(Aufgabe):
Ändere die folgende Auflistung, indem du „doorway“ überall durch „entrance“ ersetzt, und gib sie sonst unverändert wieder.

(Übungsmaterial):
----------
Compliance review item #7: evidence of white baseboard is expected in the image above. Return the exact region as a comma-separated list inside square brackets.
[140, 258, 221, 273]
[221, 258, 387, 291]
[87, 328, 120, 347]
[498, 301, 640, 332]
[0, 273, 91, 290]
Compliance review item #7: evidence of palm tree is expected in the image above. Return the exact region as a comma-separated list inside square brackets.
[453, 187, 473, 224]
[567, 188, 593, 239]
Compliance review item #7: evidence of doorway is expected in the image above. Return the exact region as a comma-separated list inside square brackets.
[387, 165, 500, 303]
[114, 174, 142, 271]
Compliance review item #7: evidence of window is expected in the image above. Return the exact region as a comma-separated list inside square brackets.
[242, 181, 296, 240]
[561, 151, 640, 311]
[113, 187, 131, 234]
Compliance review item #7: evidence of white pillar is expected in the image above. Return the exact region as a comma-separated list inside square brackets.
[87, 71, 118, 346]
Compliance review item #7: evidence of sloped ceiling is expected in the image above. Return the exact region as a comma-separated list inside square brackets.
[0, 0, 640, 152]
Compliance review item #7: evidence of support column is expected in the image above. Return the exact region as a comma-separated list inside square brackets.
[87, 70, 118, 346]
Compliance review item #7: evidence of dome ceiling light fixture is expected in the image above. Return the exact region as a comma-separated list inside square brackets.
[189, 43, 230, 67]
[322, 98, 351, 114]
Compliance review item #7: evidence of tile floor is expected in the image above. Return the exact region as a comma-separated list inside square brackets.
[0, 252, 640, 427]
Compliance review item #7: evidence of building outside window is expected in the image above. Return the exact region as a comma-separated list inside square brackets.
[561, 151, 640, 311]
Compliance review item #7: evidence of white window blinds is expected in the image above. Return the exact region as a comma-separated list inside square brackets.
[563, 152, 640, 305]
----------
(Vollständige Lösung):
Compliance review item #7: evidence of white baseboard is expected in the image above. Return the exact region as a comma-separated list inside square brackets.
[140, 258, 221, 273]
[221, 258, 387, 291]
[87, 328, 120, 347]
[498, 301, 640, 332]
[0, 273, 91, 290]
Compliance review item #7: evidence of palm tree is expected in the image above. Return the exact region as a comma-separated list inside square brackets.
[453, 187, 473, 224]
[567, 188, 593, 239]
Compliance review item #7: evidence of entrance is expected in the image above. Return the exact region as a comma-separated list inside square brackets.
[387, 165, 500, 303]
[114, 174, 142, 271]
Compliance review item #7: evidence of window is expected in the image above. Return the exact region as a comma-separated list inside square brackets.
[242, 181, 296, 240]
[561, 151, 640, 311]
[113, 187, 131, 234]
Compliance review item #7: evidence of white pillar is expected in the image above. Return the exact region as a comma-separated list inside square brackets.
[87, 71, 118, 346]
Compliance review item #7: evidence of sloped ceiling is expected in the image above. Return the exact region as a comma-separated list inside square brackets.
[0, 0, 640, 152]
Compliance review item #7: evidence of support column is expected in the image above. Return the exact region as a comma-separated list inside square brackets.
[87, 70, 118, 346]
Compliance review item #7: evidence of dome ceiling light fixture is expected in the image above. Return the exact region as a comma-separated list inside square brackets.
[189, 43, 230, 67]
[322, 98, 351, 114]
Compliance review item #7: evidence of tile floor is expected in the image above. Return the exact region as a comma-separated list inside square brackets.
[0, 252, 640, 427]
Compliance review item #7: evidence of building outside window is expected in the image above. Return the exact region as a comma-separated list inside square brackets.
[561, 151, 640, 311]
Compliance review item #7: evidence of white window blinds is expected in the image above. Return the exact region as a comma-separated list inside square brackets.
[563, 152, 640, 305]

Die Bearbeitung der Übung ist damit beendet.